*Aim of the exercise*:
What follows is a listing; give it again exactly, in its entirety.

*Listed records*:

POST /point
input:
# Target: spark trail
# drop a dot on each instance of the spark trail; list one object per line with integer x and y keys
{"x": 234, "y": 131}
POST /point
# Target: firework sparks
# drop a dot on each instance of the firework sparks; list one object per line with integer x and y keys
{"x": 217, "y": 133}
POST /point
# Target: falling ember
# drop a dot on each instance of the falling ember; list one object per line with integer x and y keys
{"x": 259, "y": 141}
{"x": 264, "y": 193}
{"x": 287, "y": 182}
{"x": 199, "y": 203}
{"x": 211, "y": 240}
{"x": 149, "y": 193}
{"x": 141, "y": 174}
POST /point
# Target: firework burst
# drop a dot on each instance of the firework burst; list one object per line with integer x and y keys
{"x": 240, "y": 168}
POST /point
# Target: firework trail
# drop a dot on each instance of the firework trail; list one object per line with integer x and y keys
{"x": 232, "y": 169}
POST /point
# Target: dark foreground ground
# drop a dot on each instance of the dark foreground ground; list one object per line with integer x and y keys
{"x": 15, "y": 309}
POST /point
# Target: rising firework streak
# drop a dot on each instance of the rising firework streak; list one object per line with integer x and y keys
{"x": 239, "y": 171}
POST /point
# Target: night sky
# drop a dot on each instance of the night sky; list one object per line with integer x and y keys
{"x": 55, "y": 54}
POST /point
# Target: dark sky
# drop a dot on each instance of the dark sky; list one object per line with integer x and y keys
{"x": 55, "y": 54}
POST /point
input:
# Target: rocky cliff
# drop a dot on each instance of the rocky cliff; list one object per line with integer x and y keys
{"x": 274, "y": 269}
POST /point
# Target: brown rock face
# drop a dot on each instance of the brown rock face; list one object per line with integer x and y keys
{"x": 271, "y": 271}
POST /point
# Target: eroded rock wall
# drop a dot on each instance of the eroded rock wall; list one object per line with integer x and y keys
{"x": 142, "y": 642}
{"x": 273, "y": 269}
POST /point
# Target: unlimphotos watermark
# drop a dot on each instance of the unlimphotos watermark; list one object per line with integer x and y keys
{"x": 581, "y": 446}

*Worked solution*:
POST /point
input:
# Target: spark trail
# drop a dot on each instance of the spark trail; list one object per line with integer x and y keys
{"x": 234, "y": 131}
POST /point
# Target: firework sparks
# drop a dot on each instance of the firework sparks; list one object per line with integer x and y keys
{"x": 217, "y": 133}
POST /point
# Target: falling ember
# drop a dot on each instance of the falling ember; list one object per line with integer x and y keys
{"x": 259, "y": 141}
{"x": 264, "y": 193}
{"x": 287, "y": 182}
{"x": 199, "y": 203}
{"x": 211, "y": 240}
{"x": 149, "y": 193}
{"x": 141, "y": 174}
POST /point
# Target: firework burst
# drop a dot on each instance of the firework burst; list one object per line with integer x and y keys
{"x": 240, "y": 168}
POST /point
# Target: firework trail
# drop a dot on each instance of the firework trail; list one object per line with integer x and y keys
{"x": 232, "y": 169}
POST /point
# Target: dark foreground ground
# drop a dot on each instance of the dark foreground ground; list one object per line with integer x and y keys
{"x": 15, "y": 309}
POST /point
# Target: rising firework streak
# drop a dot on each instance of the rising firework streak; list one object per line with integer x and y keys
{"x": 239, "y": 171}
POST /point
# Target: night sky
# drop a dot on each instance of the night sky; list one object per line with integer x and y keys
{"x": 55, "y": 54}
POST /point
# Target: dark sky
# drop a dot on each instance of the dark sky; list one object per line with integer x and y keys
{"x": 55, "y": 54}
POST /point
input:
# Target: rocky cliff
# drop a dot on each instance of the rocky cliff; list one object per line with integer x and y keys
{"x": 274, "y": 269}
POST /point
# Target: brown rock face
# drop a dot on each instance of the brown rock face; list one object per line with integer x and y keys
{"x": 271, "y": 271}
POST /point
# Target: eroded rock wall
# drop a dot on each instance of the eroded rock wall; list one object per line with integer x and y keys
{"x": 142, "y": 642}
{"x": 273, "y": 269}
POST /point
# Target: unlimphotos watermark
# drop a dot on each instance of the unlimphotos watermark; list one object per line with integer x and y keys
{"x": 581, "y": 446}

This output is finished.